Extracted data entries:
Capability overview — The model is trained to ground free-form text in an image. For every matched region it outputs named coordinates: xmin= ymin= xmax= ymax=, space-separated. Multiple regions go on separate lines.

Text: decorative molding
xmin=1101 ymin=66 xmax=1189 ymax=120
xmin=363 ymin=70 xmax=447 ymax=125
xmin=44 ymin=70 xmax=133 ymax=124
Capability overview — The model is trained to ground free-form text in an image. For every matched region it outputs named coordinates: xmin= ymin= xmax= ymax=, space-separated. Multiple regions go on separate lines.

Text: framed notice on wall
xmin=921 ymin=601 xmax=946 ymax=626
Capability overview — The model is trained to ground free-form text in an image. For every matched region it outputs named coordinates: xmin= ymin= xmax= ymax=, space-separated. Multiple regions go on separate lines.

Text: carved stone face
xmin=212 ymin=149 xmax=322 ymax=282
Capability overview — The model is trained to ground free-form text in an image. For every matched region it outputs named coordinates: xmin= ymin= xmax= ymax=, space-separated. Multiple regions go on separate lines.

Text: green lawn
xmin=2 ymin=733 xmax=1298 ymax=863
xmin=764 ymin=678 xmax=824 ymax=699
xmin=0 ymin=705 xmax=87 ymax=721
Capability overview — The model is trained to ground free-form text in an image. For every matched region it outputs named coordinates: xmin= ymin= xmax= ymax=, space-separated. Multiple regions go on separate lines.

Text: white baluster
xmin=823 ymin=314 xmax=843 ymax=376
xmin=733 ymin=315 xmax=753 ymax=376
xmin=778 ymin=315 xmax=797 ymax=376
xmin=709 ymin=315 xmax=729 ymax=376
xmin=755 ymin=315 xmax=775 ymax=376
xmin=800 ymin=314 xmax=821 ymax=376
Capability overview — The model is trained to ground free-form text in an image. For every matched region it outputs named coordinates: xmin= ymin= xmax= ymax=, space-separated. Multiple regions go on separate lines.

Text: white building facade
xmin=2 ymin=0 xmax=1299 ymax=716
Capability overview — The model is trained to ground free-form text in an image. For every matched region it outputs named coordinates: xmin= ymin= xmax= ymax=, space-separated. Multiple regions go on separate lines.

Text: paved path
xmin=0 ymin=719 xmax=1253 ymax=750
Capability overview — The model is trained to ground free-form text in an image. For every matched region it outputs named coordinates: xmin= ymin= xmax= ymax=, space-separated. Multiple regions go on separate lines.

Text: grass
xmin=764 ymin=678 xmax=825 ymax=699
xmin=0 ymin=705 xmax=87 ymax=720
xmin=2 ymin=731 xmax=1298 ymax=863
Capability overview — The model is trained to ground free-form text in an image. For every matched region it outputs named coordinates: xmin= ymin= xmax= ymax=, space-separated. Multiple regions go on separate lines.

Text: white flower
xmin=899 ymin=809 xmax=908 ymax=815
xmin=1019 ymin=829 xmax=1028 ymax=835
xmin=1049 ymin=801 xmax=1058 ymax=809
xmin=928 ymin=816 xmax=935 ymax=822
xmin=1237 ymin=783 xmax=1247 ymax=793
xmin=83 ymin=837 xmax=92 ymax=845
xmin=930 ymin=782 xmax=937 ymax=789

Task objective: All entries are to be copied exactly as they read.

Final answer:
Capability overview — The model is trained to ground free-form text in an image. For every matched region it outputs named coordinates: xmin= ymin= xmax= ymax=, space-separated. Multiple regions go on separate lines.

Text: decorative molding
xmin=1101 ymin=66 xmax=1189 ymax=120
xmin=363 ymin=70 xmax=447 ymax=125
xmin=44 ymin=70 xmax=133 ymax=124
Capability overview — The model is trained to ground free-form text in an image. For every matched region it outputs named coordinates: xmin= ymin= xmax= ymax=, space-separated. Multiple regions go on separate lines.

Text: framed notice on wall
xmin=921 ymin=601 xmax=946 ymax=626
Capability overview — The model is trained to ground free-form text in an image. For every matched region it outputs named coordinates: xmin= ymin= xmax= ymax=, space-separated. Multiple regions go on separate lines.

Text: carved stone face
xmin=212 ymin=149 xmax=322 ymax=282
Capability overview — The model is trained to ground free-form text in an image. For every matched region it outputs named coordinates: xmin= ymin= xmax= ymax=, space-separated. Multiple regions go on separate lines.

Text: green lawn
xmin=2 ymin=733 xmax=1298 ymax=863
xmin=764 ymin=678 xmax=824 ymax=699
xmin=0 ymin=705 xmax=87 ymax=721
Capability overview — The model is trained to ground free-form text in an image. For every matched region it outputs named coordinates: xmin= ymin= xmax= ymax=, space-separated. Multiple regions go on separate lines.

Text: white baluster
xmin=823 ymin=314 xmax=843 ymax=376
xmin=733 ymin=315 xmax=753 ymax=376
xmin=778 ymin=315 xmax=797 ymax=376
xmin=709 ymin=315 xmax=729 ymax=376
xmin=755 ymin=315 xmax=775 ymax=376
xmin=800 ymin=314 xmax=821 ymax=376
Capability overview — The model is trained to ground free-form text in an image. For every matched region it outputs named coordinates: xmin= ymin= xmax= ymax=, space-separated. Multiple regions go on separate lines.

Text: white building facade
xmin=2 ymin=0 xmax=1299 ymax=716
Capability overview — The model is trained to ground free-form text in an image. For every matched region it outputs named coordinates: xmin= ymin= xmax= ymax=, space-separated. Multiple regions go on separate lines.

Text: paved path
xmin=0 ymin=719 xmax=1253 ymax=750
Capability overview — The model is trained to ground free-form text in an image. For every matched region it outputs named coordinates: xmin= ymin= xmax= ymax=, space-separated. Multiple regions go on separate lines.

Text: grass
xmin=764 ymin=678 xmax=825 ymax=699
xmin=0 ymin=705 xmax=87 ymax=720
xmin=2 ymin=731 xmax=1298 ymax=863
Capability overview — The model is trained to ground free-form text in an image. For every matched region it outputs named coordinates: xmin= ymin= xmax= ymax=, space-separated. Multiple regions go on separate lines.

Text: white flower
xmin=899 ymin=809 xmax=908 ymax=815
xmin=1019 ymin=829 xmax=1028 ymax=835
xmin=1049 ymin=801 xmax=1058 ymax=809
xmin=928 ymin=816 xmax=935 ymax=822
xmin=1237 ymin=783 xmax=1247 ymax=793
xmin=83 ymin=837 xmax=92 ymax=845
xmin=930 ymin=782 xmax=937 ymax=789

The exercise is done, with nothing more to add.